— Data extracted from a collection —
══════════════════════════════

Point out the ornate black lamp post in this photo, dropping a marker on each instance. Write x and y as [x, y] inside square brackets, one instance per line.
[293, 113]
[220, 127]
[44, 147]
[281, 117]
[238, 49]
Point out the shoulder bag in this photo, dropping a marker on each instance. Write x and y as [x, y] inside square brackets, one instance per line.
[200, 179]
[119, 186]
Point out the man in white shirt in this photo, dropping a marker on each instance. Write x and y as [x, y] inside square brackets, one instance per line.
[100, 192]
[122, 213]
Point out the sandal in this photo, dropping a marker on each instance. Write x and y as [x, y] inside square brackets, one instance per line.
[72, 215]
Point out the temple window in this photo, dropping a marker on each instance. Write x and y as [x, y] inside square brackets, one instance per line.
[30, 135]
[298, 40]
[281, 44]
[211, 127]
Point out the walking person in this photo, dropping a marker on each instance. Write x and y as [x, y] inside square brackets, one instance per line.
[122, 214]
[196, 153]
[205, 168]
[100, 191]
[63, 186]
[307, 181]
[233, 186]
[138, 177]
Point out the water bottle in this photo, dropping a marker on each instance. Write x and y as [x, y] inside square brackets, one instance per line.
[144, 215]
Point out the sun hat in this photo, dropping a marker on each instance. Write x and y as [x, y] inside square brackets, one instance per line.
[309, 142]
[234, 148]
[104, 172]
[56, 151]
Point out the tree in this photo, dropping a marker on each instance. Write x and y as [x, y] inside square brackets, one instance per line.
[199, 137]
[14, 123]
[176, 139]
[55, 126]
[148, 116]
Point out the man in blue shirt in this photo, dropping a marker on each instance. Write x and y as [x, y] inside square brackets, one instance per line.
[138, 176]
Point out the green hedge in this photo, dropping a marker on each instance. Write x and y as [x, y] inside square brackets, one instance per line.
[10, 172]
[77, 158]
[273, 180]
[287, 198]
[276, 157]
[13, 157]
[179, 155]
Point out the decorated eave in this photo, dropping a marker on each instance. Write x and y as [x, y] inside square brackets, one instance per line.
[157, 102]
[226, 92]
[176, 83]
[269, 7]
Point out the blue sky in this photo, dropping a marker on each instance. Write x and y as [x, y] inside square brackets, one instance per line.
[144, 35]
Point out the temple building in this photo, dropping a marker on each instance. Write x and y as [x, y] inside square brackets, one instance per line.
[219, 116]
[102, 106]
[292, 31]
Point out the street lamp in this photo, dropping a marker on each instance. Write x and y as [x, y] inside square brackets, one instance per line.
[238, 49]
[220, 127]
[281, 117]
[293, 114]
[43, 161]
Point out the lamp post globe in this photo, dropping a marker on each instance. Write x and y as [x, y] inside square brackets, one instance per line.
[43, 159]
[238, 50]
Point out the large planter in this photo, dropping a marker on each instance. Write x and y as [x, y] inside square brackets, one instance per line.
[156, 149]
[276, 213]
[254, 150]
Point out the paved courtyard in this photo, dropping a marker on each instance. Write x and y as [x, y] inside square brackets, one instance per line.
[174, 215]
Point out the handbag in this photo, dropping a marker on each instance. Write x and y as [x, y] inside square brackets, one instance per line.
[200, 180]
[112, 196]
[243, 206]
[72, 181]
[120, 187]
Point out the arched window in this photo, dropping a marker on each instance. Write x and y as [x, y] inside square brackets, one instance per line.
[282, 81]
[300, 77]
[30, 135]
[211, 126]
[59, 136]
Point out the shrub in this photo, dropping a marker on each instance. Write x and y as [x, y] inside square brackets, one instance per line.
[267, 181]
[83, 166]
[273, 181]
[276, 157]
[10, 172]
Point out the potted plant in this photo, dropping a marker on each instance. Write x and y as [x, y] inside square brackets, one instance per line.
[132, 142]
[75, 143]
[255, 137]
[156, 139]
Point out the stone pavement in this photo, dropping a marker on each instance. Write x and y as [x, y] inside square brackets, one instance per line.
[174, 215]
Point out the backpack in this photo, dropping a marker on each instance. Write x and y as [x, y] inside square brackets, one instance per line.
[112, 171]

══════════════════════════════

— Exercise aim —
Write out every line exactly as it stands.

— Answer to this task —
Point out the ornate black lamp post in this photo, dropping a marker on each instance. Write x and y as [x, y] inside square brackets, one instance per line.
[293, 113]
[220, 127]
[44, 147]
[281, 117]
[238, 49]
Point out the shoulder bag in this photo, dropping a marker on each instance. Write x and y as [x, y] inside square brackets, one instance per line.
[200, 179]
[119, 186]
Point out the man in white shirt in this photo, dropping a marker on each instance. Write x and y as [x, y] inside square brackets, one instance per line.
[100, 192]
[122, 213]
Point out the sandal in this photo, dropping a marker on each instance. Write x and y as [x, y] inside square brackets, one instance per line.
[72, 215]
Point out the temple window in this photo, dropping a marker on each instance. Write x and y as [x, y] inside square brackets, one instance per line.
[30, 135]
[298, 40]
[281, 44]
[211, 127]
Point out the walking person in this photo, dropping a marker on each instance. Write x and y as [x, y] inside square brackets, one instance per line.
[122, 214]
[196, 153]
[205, 168]
[100, 191]
[63, 186]
[307, 181]
[233, 186]
[138, 177]
Point out the water bottle in this photo, dropping a marker on each instance. Write x and y as [x, y] inside square brackets, one instance per line.
[144, 215]
Point out the sun hat in this photo, dropping a marker on each instance. Write x and y as [x, y] inside square brackets, one instance per line.
[309, 142]
[234, 148]
[104, 172]
[56, 151]
Point out the tree in this photo, dropping a marker on each instance. Write x and y as [x, y] inside square brackets, one instance per line.
[199, 137]
[14, 123]
[176, 139]
[55, 126]
[148, 116]
Point out the man in blue shirt in this photo, dropping a marker on each instance. Write x and y as [x, y] inside square brackets, one instance per line.
[138, 176]
Point out the green hedge in this photo, dropping a marker on each instance. Write x and y as [x, y] inside square brackets, one instance per line.
[10, 172]
[77, 158]
[273, 180]
[287, 198]
[276, 157]
[13, 157]
[179, 155]
Point out the decorated eave in this photo, dropping a marker on each instance. Write x and y as [x, y] inside square brackets, one instance per line.
[157, 102]
[226, 92]
[176, 83]
[269, 7]
Point out the blue sky in this photo, dropping a marker on each instance. Write x and y as [x, y] inside square brackets, one instance per line.
[144, 35]
Point out the temple building in this photo, dropping a marker on each instance. Write x and y as [x, y] inside square brackets, one instance per line.
[219, 116]
[102, 106]
[292, 31]
Point out the street lamp in this photo, dropping a marker on each instance. Write x and y as [x, y] inside square brackets, one instance per line.
[238, 49]
[220, 127]
[281, 117]
[293, 114]
[43, 161]
Point out the lamp post globe in this photo, dropping a marker on each instance. Write x and y as [x, y] inside square brackets, one instance per line.
[43, 159]
[238, 50]
Point out the large planter in this photo, dropping a marker on each instance. Write x and y as [x, y] inside square brackets, one instance per line.
[156, 149]
[276, 213]
[254, 150]
Point out the paved courtyard in this photo, dropping a marker on each instance. Write x and y as [x, y] inside square brackets, one instance per line.
[174, 215]
Point out the handbag in this photo, dropping a marker on each instance. Write x and y as [x, y] inside square brackets, one instance per line.
[200, 180]
[112, 196]
[243, 206]
[72, 181]
[120, 187]
Point out the arched window in this photo, dropping a marker on each instance. Write x and y as [x, y] inside square brackets, one instance per line.
[282, 81]
[300, 77]
[30, 135]
[211, 126]
[59, 136]
Point out the shrub in this photo, dropping a marker on each instance. Write x and y as [x, y] inside square brackets, one instance per line.
[267, 181]
[83, 166]
[273, 181]
[276, 157]
[10, 172]
Point out the potted plant in this photo, dropping a marker on each instance. Write x and y as [x, y] inside square brackets, one instance per line.
[132, 142]
[75, 143]
[255, 137]
[156, 139]
Point out the stone pavement in this photo, dropping a marker on each instance. Write x and y as [x, y] inside square brackets, one instance per line.
[174, 215]
Point out the backpack in this photo, dropping a marker on each instance. Write x and y as [x, y] inside square brackets, one instance per line.
[112, 171]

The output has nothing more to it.